WHAT YOU HAVE TO DO
This exercise calls for the data below to be retyped exactly, minus any images.

SUPPLIED DATA

▽

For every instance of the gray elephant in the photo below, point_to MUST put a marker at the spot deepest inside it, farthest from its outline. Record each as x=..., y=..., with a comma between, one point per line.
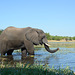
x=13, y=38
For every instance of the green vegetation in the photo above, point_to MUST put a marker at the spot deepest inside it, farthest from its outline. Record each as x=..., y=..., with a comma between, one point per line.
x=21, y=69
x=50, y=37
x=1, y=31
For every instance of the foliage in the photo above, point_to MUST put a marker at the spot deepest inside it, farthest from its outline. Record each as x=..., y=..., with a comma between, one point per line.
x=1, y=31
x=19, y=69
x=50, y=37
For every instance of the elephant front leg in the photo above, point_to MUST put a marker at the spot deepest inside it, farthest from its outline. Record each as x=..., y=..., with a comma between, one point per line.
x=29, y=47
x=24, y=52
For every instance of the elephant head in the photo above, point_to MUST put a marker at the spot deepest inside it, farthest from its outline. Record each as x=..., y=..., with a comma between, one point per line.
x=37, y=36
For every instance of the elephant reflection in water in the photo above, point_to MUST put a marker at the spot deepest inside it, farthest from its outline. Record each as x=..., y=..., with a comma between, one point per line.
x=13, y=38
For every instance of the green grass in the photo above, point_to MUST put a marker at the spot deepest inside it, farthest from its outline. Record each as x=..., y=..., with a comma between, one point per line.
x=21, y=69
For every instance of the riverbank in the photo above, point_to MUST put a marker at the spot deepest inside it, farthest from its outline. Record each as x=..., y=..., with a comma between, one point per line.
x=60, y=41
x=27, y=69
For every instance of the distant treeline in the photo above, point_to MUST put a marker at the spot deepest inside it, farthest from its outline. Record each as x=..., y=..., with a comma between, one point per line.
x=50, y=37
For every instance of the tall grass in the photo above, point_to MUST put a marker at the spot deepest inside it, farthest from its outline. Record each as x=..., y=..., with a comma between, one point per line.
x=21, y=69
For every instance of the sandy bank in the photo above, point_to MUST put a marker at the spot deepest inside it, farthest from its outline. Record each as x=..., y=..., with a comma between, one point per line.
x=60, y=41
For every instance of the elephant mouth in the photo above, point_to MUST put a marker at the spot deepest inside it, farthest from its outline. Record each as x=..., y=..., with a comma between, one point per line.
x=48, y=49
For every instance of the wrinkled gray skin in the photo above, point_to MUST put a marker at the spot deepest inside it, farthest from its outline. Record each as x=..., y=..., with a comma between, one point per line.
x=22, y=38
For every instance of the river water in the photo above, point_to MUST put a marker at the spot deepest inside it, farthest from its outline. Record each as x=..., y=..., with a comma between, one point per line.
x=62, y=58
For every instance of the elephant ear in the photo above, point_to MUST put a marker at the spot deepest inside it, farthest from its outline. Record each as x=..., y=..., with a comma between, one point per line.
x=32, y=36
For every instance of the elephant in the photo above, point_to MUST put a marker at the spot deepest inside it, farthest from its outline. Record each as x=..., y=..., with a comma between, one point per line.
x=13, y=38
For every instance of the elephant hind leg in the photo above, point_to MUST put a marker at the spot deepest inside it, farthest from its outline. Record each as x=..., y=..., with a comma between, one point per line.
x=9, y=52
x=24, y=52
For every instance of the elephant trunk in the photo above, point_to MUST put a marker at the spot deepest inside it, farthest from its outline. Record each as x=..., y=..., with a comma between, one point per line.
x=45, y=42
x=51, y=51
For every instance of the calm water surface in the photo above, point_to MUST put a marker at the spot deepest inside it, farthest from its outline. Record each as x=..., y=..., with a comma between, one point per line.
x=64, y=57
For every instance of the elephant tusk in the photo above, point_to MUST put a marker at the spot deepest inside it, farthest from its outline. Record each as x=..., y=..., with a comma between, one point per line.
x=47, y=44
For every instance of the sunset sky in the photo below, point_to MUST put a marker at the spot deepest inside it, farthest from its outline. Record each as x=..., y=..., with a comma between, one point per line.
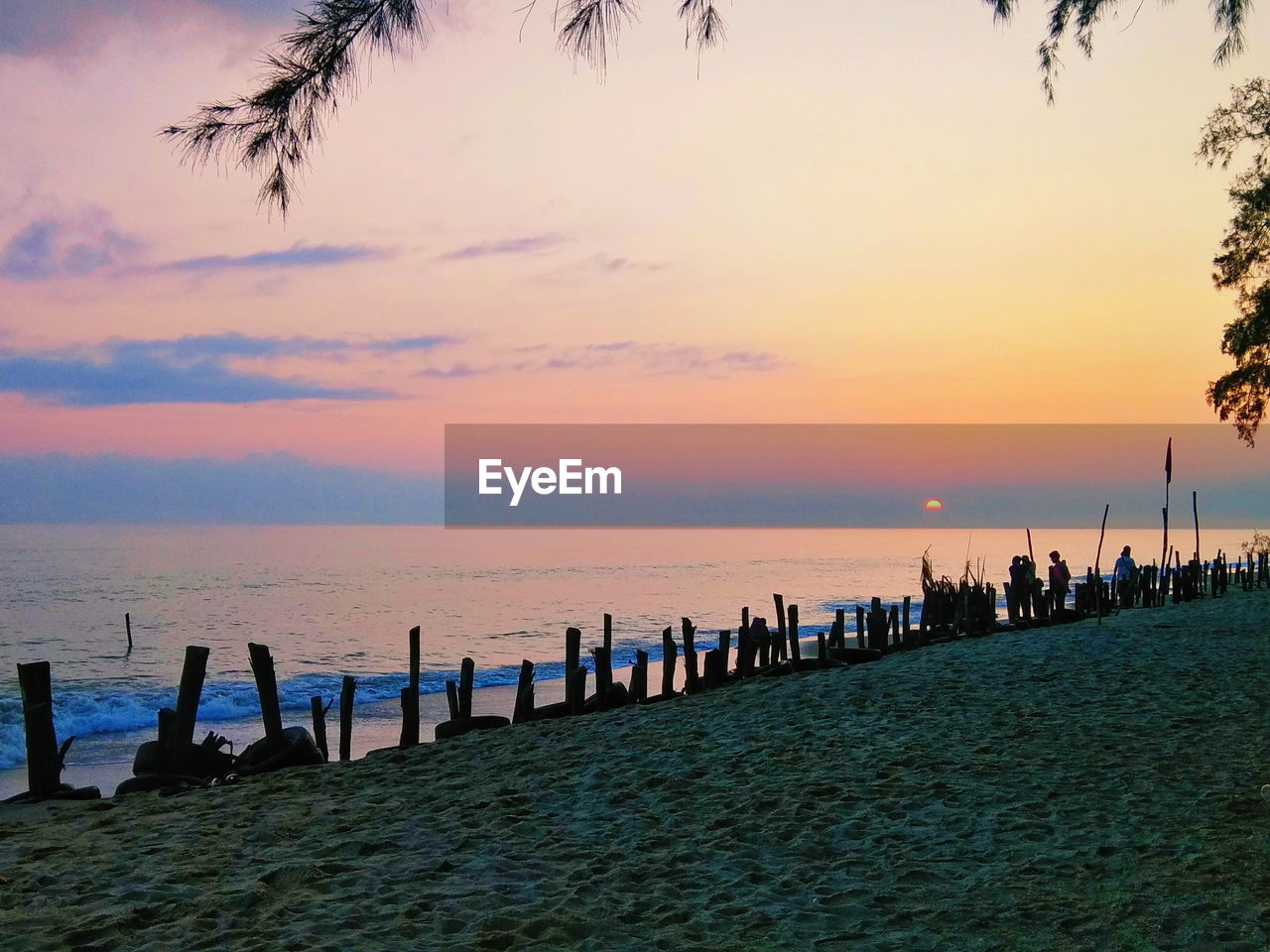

△

TASK RESPONSE
For every instance of the gray elephant in the photo below, point_to MUST put a marker at the spot deepest inside it, farthest from its outline. Record each as x=..., y=..., with a comma between, one point per line.
x=13, y=38
For every instance of the green vegetation in the photo above, point_to MUST put a marker at the spot deepest inside it, farthest from its outline. Record each as x=..., y=..., with a comma between, one point per line.
x=21, y=69
x=50, y=37
x=1, y=31
For every instance of the foliage in the photo above, point_to MUST put a marker at the spot deepest inside it, farthest from its outline. Record each as x=..., y=..., with a comma between, one point per line.
x=1, y=31
x=19, y=69
x=50, y=37
For every instance of the elephant front leg in the photo above, point_to MUST put a marker at the spot deepest inside it, farthest from its outline. Record each as x=..., y=..., with a comma between, one point per line.
x=29, y=47
x=24, y=52
For every instance of the elephant head in the photo above, point_to MUST put a marker at the spot deepest inside it, farthest from its outline. Record each as x=..., y=..., with a comma between, one point per line.
x=37, y=36
For every instance of the elephant reflection in water in the photo above, point_to MUST put a marker at the spot deepest inside it, farthest from its outline. Record each as x=..., y=..., with a comma between, one point per line.
x=13, y=38
For every instance of the green grass in the photo above, point_to MUST put a marker at the spot deepest inside it, farthest from its outline. Record each as x=..., y=..., with a comma between, one point per line.
x=21, y=69
For every instance of the riverbank in the photo above, point_to MUST put a marker at the spot deepest inside it, farthest from its outline. Record each as x=..., y=..., with a comma between, one point per line.
x=60, y=41
x=27, y=69
For every instance of the distant treeline in the photo above, point_to MUST put a marker at the spot deepest inside it, farthest from its outline. Record each as x=..., y=..., with a comma between, one point per line.
x=50, y=37
For every instance of the tall grass in the photo above, point_to MUST put a marker at the spot deepest inside it, farthest from its outline. Record each as x=..., y=..., with a comma between, one point per line.
x=21, y=69
For every instance of the sandy bank in the photo above, point_to MUST put a marker at the spot deepest inside it, farthest from its outline. Record each as x=..., y=..., with a comma between, one point per line.
x=60, y=41
For every instance of the elephant mouth in the photo above, point_to MUST put a marker at the spot deepest inside it, farthest from its outline. Record each as x=..., y=..., with a comma between, one point per line.
x=48, y=49
For every instance of the wrinkled gray skin in the photo above, point_to MUST put a marker at the spot deepest inside it, farthest from its outline. Record each as x=..., y=..., with a comma between, one point per line.
x=22, y=38
For every instance of the river water in the photo above, point_to MUST put a marker at the spot deepest inside it, farthest from its outline. Record each as x=..., y=..., with a comma between, one point per line.
x=62, y=58
For every instance of the elephant ear in the photo above, point_to MUST put a marker at the spot deepest inside it, farthest from its outline. Record each as x=..., y=..., with a comma between, one point per line.
x=32, y=36
For every instance of the elephant in the photo above, point_to MUST put a marker at the spot deepest inside it, farthest from its outline. Record each as x=..., y=..., with a comma between, one point per line.
x=13, y=38
For every instance of the elephant hind leg in the photo above, point_to MUST put a marker at the spot deepest inside it, farthest from its outline. Record each as x=..., y=..., with a comma between, one point per line.
x=9, y=52
x=24, y=52
For every instance of the elephant trunk in the photo above, point_to MUST put a marker at the spot deepest inside it, farthest from its outline. Record each as x=..., y=..., with a comma between, one point per line.
x=45, y=42
x=51, y=51
For every instance of the calm water surface in the photo above, point_to MUST put a marker at the spot deepest inside it, farthest from its outline. Record each as x=..., y=..., with a comma between, one point per line.
x=64, y=57
For every instance of the elephant tusk in the photo above, point_to MUST put a marker at the spot deepest inside it, farthest from its outline. Record each as x=..., y=..., with a comma between, one point per line.
x=47, y=44
For every instance of the sunset sky in the photo below, point_to MUST put a marker at the spot deepest inside it, farthest from its outline. Record each as x=..., y=..., with a comma between, one point per line.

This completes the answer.